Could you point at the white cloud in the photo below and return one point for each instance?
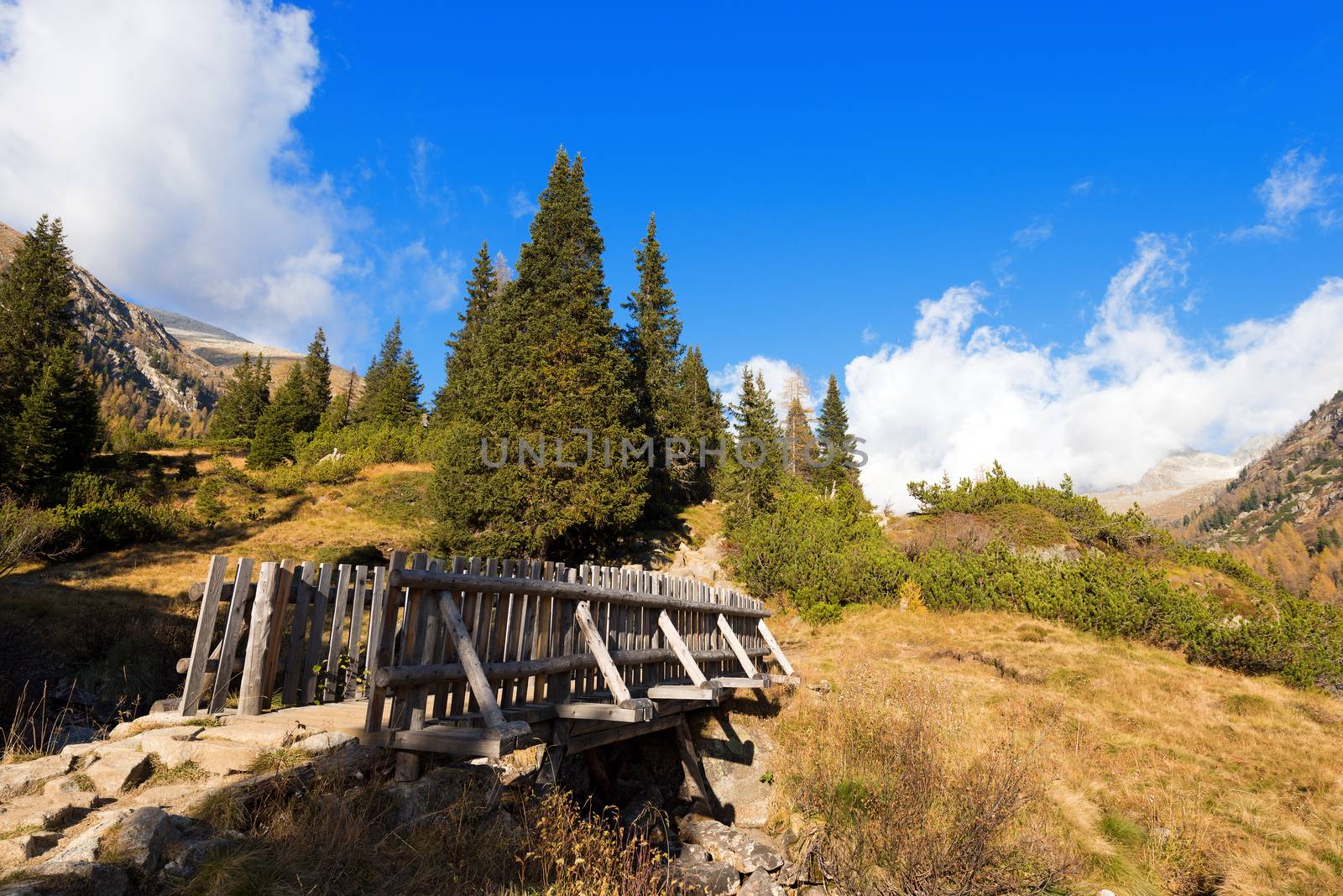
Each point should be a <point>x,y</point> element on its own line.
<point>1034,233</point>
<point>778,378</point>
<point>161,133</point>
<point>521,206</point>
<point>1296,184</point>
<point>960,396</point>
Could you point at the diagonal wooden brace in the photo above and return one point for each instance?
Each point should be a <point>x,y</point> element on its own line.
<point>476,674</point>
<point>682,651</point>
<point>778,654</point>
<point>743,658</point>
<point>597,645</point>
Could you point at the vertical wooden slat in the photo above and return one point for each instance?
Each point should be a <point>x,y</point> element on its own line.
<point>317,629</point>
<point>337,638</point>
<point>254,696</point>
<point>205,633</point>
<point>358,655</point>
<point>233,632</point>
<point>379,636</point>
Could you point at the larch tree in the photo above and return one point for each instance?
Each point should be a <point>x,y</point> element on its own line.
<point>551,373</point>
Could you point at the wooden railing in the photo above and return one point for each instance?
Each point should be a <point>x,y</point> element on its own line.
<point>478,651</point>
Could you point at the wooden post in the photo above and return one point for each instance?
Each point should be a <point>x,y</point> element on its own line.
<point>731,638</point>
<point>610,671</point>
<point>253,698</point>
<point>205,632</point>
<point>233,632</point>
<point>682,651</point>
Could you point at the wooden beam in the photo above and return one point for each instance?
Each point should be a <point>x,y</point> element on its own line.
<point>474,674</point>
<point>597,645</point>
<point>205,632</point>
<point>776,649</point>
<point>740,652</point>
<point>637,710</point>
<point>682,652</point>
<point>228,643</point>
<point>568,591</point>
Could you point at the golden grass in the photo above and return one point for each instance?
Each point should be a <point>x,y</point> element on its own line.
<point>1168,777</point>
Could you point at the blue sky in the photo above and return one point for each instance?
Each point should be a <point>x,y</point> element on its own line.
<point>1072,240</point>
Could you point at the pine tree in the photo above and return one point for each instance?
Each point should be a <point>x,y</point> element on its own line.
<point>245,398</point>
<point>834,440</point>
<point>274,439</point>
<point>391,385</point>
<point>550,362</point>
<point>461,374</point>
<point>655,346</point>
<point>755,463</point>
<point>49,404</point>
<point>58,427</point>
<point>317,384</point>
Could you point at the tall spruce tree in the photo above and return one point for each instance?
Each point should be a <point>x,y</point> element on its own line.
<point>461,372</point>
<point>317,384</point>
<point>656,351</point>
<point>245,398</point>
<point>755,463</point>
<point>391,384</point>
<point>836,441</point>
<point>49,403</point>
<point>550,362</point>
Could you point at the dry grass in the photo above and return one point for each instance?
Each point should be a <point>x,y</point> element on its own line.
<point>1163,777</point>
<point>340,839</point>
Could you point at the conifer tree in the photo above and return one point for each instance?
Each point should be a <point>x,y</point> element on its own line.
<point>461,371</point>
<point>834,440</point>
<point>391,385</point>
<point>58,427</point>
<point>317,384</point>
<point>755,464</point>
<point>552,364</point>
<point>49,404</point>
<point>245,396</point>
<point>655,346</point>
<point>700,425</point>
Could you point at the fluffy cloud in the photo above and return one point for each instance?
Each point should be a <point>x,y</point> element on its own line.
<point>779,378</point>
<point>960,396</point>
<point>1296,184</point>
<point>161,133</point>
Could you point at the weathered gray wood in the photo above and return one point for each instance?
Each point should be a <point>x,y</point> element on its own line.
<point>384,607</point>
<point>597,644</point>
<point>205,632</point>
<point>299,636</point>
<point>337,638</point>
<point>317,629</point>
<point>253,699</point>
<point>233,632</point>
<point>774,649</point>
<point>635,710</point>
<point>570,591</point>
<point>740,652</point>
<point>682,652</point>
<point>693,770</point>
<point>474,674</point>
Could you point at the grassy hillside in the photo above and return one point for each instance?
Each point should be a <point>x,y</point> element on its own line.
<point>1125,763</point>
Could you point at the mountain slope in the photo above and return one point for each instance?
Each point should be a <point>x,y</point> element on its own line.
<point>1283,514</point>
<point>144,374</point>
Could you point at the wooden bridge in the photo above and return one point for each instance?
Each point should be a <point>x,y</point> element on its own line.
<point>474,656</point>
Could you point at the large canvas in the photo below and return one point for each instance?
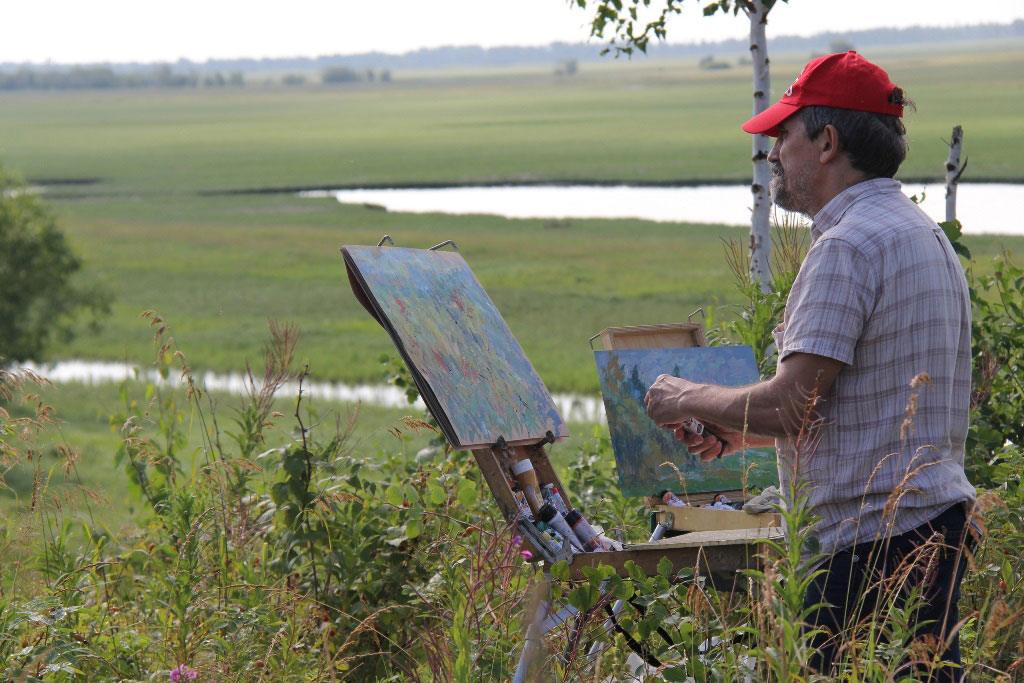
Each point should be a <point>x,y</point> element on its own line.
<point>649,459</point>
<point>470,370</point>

[Exercise instructions] Copy the material from the line containing "Could you point at the large" through its end, keeping the requests and leaving out the pictures. Multiply each point coordinate in the answers by 2.4, and round the results to whole numbers, with halves going up.

[Response to the task]
Could you point at the large canvas in the photo below and return one point for each instance?
Each point should be a <point>x,y</point> element on its own line.
<point>1558,1102</point>
<point>1128,888</point>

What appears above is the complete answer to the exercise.